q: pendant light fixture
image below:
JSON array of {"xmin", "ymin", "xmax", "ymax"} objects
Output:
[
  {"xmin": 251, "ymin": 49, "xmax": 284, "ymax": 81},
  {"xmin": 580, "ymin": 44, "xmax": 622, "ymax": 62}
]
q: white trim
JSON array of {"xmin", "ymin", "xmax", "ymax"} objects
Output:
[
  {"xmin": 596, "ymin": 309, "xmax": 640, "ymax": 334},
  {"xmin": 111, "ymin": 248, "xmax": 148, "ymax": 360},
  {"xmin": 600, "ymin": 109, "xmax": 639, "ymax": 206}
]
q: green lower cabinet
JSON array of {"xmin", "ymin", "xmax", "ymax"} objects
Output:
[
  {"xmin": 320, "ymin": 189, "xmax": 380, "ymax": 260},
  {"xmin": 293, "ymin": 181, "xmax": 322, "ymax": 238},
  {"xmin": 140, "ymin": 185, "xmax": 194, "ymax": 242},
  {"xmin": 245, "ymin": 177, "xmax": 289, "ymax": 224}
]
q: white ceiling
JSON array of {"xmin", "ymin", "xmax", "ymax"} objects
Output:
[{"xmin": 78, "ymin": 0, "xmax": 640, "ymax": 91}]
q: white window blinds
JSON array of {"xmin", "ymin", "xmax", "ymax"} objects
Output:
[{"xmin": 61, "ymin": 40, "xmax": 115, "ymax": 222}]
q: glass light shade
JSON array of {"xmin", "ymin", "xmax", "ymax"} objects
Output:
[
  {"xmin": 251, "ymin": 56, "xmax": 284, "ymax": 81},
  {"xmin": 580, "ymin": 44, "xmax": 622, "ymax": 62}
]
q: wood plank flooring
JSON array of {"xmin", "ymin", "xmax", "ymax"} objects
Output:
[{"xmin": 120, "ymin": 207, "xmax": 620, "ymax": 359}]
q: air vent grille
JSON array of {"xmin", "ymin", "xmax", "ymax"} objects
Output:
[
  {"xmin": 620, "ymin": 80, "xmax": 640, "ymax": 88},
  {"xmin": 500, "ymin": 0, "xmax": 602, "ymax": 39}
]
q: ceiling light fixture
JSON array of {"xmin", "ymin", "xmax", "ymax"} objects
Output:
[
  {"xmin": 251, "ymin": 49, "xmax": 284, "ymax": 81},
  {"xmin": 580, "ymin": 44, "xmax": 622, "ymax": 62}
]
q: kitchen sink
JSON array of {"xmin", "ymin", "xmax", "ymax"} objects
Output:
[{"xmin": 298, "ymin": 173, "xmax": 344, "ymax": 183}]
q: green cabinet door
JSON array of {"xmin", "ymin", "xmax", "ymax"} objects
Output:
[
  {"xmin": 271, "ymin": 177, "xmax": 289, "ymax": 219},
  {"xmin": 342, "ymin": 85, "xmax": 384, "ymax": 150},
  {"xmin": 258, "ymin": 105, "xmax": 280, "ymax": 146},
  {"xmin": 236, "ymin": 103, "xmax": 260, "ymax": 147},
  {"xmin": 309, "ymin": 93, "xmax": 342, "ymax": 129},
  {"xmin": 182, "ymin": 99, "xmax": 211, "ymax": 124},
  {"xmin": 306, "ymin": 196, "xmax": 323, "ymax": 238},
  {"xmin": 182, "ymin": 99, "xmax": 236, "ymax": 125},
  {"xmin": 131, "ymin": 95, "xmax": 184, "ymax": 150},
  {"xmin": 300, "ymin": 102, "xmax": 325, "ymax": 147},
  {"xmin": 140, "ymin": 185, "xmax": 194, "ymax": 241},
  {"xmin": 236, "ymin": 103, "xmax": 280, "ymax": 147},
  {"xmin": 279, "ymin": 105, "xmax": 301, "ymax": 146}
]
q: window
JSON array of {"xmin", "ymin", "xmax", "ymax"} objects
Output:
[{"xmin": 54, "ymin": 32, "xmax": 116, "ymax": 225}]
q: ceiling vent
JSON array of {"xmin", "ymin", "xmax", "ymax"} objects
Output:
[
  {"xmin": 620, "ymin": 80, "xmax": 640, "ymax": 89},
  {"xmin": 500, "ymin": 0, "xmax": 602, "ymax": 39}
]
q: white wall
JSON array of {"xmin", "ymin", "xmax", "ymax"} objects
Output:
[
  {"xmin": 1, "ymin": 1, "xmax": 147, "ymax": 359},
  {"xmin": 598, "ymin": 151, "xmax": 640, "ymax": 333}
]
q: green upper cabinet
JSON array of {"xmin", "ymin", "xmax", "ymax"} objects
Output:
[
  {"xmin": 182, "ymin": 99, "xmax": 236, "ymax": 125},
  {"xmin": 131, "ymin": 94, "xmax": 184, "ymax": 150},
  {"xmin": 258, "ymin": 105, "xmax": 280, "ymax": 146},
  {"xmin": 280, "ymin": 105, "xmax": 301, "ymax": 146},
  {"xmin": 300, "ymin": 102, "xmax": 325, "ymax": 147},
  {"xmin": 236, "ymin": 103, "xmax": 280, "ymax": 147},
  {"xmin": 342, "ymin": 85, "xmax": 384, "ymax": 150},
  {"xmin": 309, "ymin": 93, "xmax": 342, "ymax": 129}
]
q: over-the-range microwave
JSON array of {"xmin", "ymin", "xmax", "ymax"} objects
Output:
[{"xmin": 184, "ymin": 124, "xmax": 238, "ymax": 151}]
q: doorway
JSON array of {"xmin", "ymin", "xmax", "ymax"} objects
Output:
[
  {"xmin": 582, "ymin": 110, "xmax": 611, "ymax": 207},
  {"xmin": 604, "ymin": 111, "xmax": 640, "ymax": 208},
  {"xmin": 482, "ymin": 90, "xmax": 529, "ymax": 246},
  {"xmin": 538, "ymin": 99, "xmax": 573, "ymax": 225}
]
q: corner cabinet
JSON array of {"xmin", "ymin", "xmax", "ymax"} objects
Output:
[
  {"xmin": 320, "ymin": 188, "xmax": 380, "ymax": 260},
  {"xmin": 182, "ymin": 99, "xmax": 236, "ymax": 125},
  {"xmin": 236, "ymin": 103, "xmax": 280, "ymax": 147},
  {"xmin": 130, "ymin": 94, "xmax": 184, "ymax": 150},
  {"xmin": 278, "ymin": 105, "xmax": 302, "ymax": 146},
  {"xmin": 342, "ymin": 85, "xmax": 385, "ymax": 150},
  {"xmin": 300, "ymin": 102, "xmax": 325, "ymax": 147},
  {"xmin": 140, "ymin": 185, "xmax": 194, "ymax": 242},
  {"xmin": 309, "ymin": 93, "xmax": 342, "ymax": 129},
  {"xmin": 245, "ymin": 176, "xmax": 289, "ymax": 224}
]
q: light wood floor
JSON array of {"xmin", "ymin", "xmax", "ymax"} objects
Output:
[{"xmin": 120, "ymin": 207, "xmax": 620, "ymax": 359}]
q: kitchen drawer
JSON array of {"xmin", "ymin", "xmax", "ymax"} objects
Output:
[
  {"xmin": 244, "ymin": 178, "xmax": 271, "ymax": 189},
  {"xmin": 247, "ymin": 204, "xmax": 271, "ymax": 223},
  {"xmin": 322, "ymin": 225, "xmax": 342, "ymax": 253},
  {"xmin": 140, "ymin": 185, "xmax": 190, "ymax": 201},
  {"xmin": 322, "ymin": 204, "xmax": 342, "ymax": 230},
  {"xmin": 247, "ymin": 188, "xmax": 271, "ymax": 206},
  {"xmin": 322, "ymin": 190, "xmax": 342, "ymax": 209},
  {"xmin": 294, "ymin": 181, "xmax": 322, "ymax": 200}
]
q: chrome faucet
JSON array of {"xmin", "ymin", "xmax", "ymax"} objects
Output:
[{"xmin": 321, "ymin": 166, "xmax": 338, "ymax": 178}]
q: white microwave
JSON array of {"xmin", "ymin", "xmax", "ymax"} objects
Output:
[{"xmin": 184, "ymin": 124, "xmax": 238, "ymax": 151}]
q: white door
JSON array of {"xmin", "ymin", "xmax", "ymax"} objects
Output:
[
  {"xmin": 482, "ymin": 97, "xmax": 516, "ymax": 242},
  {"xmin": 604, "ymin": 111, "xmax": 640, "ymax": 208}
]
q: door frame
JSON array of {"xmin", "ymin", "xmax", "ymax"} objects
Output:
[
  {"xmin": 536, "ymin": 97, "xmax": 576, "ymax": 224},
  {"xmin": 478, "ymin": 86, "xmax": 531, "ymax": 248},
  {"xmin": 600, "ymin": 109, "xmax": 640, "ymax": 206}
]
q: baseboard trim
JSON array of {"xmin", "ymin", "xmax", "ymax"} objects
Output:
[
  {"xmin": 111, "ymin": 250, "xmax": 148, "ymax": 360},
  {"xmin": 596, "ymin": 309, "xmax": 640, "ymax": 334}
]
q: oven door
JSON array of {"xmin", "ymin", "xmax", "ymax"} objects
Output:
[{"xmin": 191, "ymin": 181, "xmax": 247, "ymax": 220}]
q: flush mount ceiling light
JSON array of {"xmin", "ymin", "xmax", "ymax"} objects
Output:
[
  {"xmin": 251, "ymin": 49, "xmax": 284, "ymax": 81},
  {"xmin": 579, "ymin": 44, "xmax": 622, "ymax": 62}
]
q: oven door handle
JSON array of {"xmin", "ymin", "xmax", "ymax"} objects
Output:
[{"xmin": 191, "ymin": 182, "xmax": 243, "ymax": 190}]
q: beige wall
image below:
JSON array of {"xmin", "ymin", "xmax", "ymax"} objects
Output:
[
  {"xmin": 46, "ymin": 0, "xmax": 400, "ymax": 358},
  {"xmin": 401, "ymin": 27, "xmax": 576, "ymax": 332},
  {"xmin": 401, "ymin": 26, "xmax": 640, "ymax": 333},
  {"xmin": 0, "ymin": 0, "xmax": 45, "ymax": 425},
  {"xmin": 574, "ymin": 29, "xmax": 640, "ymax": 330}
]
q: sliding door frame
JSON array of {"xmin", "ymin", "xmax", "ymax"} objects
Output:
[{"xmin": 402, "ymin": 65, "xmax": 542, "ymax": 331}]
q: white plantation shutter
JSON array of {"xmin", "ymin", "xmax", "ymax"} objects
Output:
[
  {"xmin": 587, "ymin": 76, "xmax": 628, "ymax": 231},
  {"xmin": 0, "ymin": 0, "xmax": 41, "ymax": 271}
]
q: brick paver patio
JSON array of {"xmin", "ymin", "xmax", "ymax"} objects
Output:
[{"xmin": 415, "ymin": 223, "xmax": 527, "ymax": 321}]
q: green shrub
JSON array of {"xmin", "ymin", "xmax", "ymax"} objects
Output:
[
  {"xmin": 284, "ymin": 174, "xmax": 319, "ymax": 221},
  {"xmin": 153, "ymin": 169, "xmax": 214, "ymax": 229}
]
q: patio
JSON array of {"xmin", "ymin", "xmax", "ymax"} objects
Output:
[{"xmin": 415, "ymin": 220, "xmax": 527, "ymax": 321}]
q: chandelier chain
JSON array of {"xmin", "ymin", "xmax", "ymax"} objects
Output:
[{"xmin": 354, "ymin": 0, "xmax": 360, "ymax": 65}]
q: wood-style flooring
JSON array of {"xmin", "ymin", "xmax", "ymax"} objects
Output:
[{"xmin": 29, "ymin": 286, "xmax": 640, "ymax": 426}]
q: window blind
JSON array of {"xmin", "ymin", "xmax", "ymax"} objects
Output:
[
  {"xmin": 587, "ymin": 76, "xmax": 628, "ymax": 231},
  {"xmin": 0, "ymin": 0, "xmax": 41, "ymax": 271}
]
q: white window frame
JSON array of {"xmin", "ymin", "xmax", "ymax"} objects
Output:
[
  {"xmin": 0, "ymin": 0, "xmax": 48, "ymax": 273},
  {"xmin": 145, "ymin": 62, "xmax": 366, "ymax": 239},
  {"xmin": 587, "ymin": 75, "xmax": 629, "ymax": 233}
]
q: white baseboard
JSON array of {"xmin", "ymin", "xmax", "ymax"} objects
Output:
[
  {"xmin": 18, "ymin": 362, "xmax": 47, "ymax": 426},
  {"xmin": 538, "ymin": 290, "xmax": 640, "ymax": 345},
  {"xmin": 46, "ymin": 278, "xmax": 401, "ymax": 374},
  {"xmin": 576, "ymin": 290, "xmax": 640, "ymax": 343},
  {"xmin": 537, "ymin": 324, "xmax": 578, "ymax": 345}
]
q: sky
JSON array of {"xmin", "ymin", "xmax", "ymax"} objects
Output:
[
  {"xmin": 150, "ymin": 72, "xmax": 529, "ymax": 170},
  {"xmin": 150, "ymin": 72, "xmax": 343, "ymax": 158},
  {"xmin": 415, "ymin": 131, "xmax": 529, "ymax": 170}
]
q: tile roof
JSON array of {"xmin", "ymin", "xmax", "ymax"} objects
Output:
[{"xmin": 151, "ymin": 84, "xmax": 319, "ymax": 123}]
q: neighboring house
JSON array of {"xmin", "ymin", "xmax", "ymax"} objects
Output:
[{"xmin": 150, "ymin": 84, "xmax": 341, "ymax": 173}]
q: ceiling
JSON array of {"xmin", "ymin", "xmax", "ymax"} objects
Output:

━━━

**Aim of the exercise:** State how many lines in the items above contain the word "white". Give only the number.

**The result:** 9